### Quoted text ###

DASCHNER

Katrina Daschner

Powder Placenta 1 EK 300dpi
Powder Placenta, Katrina Daschner, video still, 2015

DASCHNER
Katrina Daschner

Katrina Daschner’s exhibitions, spatial choreographies, films and stage performances investigate processes of lust and power as well as artistic staging, and also question traditional gender stereotypes.

Kunstpavillon, Innsbruck, Kleiner Hofgarten: as a rule, visitors to the garden pavilion – constructed as a tea salon in 1842 and converted to create the skylight gallery space in 1951 – enter the exhibition area directly from the terrace. Daschner sepa­rated the lobby with cloakroom and toilets from the actual scene of the action. We entered it through a door opening with a curtain and stepped onto a stage. Stage (Material: Las Vegas) was a monumental installation consisting of two glit­tering curtains of tinsel, which transformed the exhibition space into a theater and appeared to alter the cubature of the Kunstpavillon in a decisive way. Here, the artist presented six hand-produced, embroidered pictures, which could be read as storyboards or technical drawings for stage sets, and evolved parallel to the film works during the development process. The curtain rises (Las Vegas #2, 2015), the lights go on (Li­chtstrahl, 2012 and Light curve, 2015), the performers are brought into position (Bertha, 2012) and the curtain falls (Final curtain, 2015). The performance ended where it began: back­stage (Panele, 2015). In order to pass into the darkened cinema space, one had to walk through a second curtain of tinsel.

###

• Task requirements: Copy the part of the Katrina Daschner text that opens with the words containing "Powder Placenta 1" and closes with "traditional gender stereotypes.", swapping "gender stereotypes" for "gender roles".

### Raw data ###

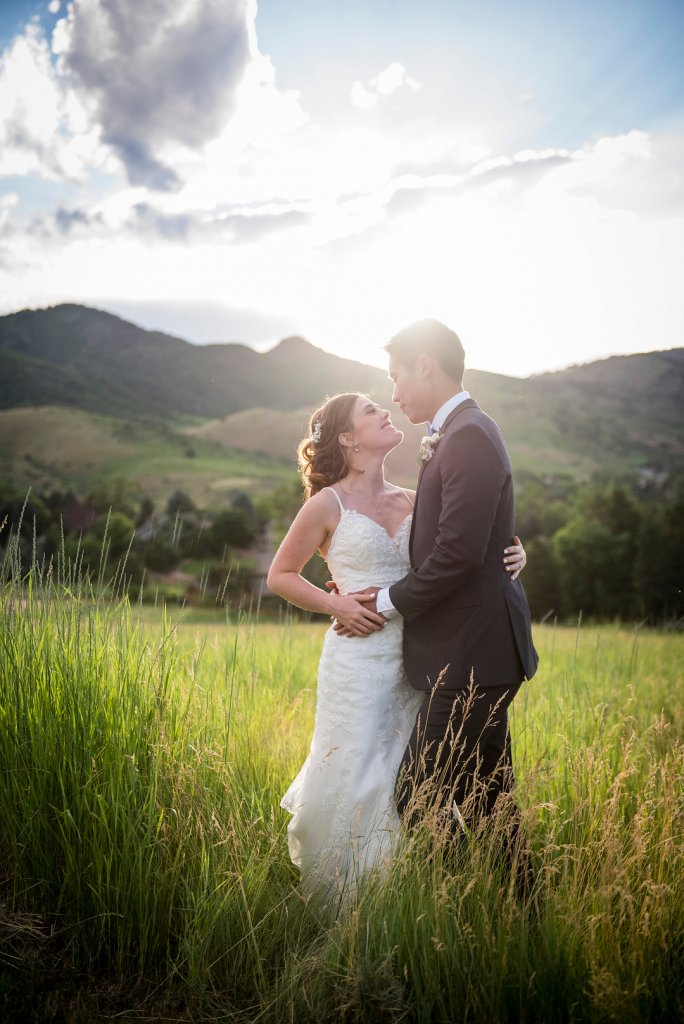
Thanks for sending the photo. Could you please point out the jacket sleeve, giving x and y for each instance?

###

• Answer for the task:
Powder Placenta 1 EK 300dpi
Powder Placenta, Katrina Daschner, video still, 2015

DASCHNER
Katrina Daschner

Katrina Daschner’s exhibitions, spatial choreographies, films and stage performances investigate processes of lust and power as well as artistic staging, and also question traditional gender roles.